*YOUR TASKS:*
[1] In the discussion of the rivalry infobox template, restate the passage from "Wait there seems" up to and including "21:47, 23 November 2011 (UTC)", switching "merged" to "combined".
[2] According to the discussion of the rivalry infobox template, on which two articles was the new template initially deployed?

*TEXT PROVIDED:*
New infobox template for rivalries

I set up a new infobox template for rivalry articles: Template:Infobox college sports rivalry. So far I've only deployed it on Michigan–Ohio State football rivalry and Florida vs. Georgia Football Classic so we can get a look at it in play. This should help us clean up and standardize the many rivalries articles that we have across college football and college basketball. Let me know if you see any problems with the template or have suggestions for improvements. Once it's good to go, I could use some help implementing it too. Thanks. Jweiss11 (talk) 21:08, 23 November 2011 (UTC)

👍 Like👍 Like Two thumbs up, JW. Dirtlawyer1 (talk) 21:19, 23 November 2011 (UTC)
suggestions are being made on the template talk page. Keep it in one place. None of the editors of that template will be looking here.--TonyTheTiger (T/C/BIO/WP:CHICAGO/WP:FOUR) 21:35, 23 November 2011 (UTC)
Wait there seems to be two different templates: {{Infobox college rivalry}} and {{Infobox college sports rivalry}}. Since neither is used by many articles yet, we should get them merged. Agree?--TonyTheTiger (T/C/BIO/WP:CHICAGO/WP:FOUR) 21:47, 23 November 2011 (UTC)
If there's something in {{Infobox college rivalry}} that {{Infobox college sports rivalry}} doesn't have, we can add it to the later, which is better named for sure, and better designed, in my opinion. Then we can delete or redirect the former. Jweiss11 (talk) 21:51, 23 November 2011 (UTC)
I don't know the code. Can you do a merge proposal at WP:TFD. Let them sort it out.--TonyTheTiger (T/C/BIO/WP:CHICAGO/WP:FOUR) 23:05, 23 November 2011 (UTC)
There's no reason to do a merge since {{Infobox college rivalry}} is transcluded nowhere and {{Infobox college sports rivalry}} is transcluded on a pilot basis in two places. Again, if there's an element (a field, a style point, whatever) that {{Infobox college rivalry}} has that is missing and worth including in {{Infobox college sports rivalry}}, just explain what it is, I'll figure out the code. Then {{Infobox college rivalry}} can simply be TFD'd. Jweiss11 (talk) 23:51, 23 November 2011 (UTC)

*RECORDS PROVIDED:*
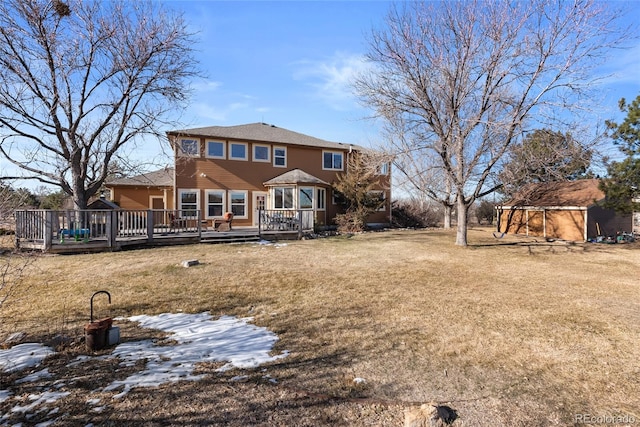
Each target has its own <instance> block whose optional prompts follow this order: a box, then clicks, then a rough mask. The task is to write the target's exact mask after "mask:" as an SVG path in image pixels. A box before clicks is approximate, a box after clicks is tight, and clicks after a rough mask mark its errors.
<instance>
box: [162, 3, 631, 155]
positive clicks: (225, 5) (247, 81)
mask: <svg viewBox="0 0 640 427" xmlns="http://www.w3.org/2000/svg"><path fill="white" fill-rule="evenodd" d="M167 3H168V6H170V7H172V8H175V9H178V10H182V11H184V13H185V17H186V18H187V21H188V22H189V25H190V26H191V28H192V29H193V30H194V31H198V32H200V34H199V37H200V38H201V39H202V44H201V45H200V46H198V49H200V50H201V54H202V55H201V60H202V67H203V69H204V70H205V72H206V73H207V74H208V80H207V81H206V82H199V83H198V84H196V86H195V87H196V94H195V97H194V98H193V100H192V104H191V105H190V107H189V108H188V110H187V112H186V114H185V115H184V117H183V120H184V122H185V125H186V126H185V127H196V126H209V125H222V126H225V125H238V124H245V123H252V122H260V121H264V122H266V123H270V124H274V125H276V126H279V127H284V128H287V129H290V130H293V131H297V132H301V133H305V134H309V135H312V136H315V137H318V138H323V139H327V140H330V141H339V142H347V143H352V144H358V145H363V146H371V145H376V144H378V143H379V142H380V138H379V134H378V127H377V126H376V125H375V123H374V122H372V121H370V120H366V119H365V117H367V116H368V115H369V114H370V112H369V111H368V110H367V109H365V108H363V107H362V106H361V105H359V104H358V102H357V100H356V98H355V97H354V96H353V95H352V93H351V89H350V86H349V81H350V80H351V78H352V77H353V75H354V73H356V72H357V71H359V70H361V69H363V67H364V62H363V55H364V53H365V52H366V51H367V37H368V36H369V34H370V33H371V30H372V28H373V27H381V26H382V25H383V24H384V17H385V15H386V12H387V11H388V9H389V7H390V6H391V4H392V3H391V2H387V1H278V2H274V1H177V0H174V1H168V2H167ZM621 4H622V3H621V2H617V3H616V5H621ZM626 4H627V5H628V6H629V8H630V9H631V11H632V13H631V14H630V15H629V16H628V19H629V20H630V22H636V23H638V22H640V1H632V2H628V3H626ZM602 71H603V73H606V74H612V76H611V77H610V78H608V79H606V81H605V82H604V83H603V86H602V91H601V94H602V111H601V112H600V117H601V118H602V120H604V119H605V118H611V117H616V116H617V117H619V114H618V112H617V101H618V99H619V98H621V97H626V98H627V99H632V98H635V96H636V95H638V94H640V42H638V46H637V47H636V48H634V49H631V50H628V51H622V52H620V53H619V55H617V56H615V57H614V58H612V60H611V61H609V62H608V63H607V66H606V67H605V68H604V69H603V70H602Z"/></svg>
...
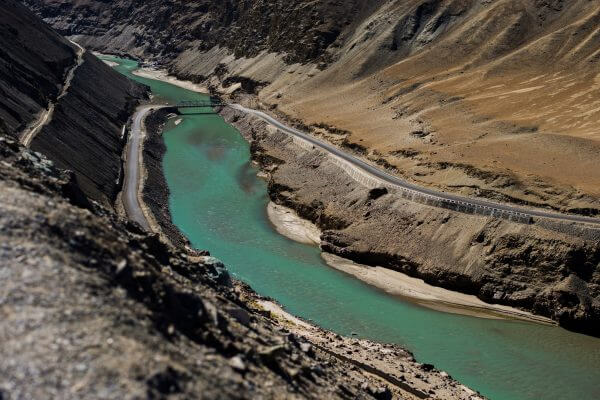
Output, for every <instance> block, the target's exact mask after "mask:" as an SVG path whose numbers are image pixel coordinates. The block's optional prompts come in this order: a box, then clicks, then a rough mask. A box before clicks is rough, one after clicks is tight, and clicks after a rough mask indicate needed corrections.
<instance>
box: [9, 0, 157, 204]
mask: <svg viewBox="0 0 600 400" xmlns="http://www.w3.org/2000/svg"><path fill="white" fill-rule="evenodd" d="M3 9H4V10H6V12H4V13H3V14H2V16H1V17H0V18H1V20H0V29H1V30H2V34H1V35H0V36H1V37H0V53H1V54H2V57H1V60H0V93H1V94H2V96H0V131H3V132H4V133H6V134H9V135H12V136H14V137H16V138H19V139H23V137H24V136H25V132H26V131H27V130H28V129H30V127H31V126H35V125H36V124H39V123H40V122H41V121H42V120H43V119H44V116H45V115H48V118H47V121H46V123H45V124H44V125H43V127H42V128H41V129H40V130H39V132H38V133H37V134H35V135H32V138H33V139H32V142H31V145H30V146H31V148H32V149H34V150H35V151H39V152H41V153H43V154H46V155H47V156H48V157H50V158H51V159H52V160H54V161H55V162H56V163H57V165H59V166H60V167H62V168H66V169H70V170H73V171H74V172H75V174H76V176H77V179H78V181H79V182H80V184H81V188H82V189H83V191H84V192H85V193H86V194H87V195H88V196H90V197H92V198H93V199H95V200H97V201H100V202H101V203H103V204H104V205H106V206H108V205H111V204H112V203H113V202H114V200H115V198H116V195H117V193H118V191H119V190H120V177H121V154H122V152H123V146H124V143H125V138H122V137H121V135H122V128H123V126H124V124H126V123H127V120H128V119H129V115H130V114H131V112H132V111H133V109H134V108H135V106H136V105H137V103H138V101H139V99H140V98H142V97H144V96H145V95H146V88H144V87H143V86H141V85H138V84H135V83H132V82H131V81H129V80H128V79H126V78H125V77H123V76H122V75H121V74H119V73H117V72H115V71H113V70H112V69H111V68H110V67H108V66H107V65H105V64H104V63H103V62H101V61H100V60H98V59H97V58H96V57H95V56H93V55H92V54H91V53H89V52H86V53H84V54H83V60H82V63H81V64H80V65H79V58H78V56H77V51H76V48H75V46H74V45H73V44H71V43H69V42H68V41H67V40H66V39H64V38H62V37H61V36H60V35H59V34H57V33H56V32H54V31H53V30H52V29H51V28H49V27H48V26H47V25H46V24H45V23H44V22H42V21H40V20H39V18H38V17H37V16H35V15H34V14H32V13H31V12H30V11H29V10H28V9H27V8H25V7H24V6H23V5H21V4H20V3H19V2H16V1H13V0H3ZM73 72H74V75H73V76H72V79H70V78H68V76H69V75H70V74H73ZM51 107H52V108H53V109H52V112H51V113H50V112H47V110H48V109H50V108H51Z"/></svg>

*ANSWERS BY ITEM:*
[1]
Wait there seems to be two different templates: {{Infobox college rivalry}} and {{Infobox college sports rivalry}}. Since neither is used by many articles yet, we should get them combined. Agree?--TonyTheTiger (T/C/BIO/WP:CHICAGO/WP:FOUR) 21:47, 23 November 2011 (UTC)

[2] Michigan–Ohio State football rivalry and Florida vs. Georgia Football Classic.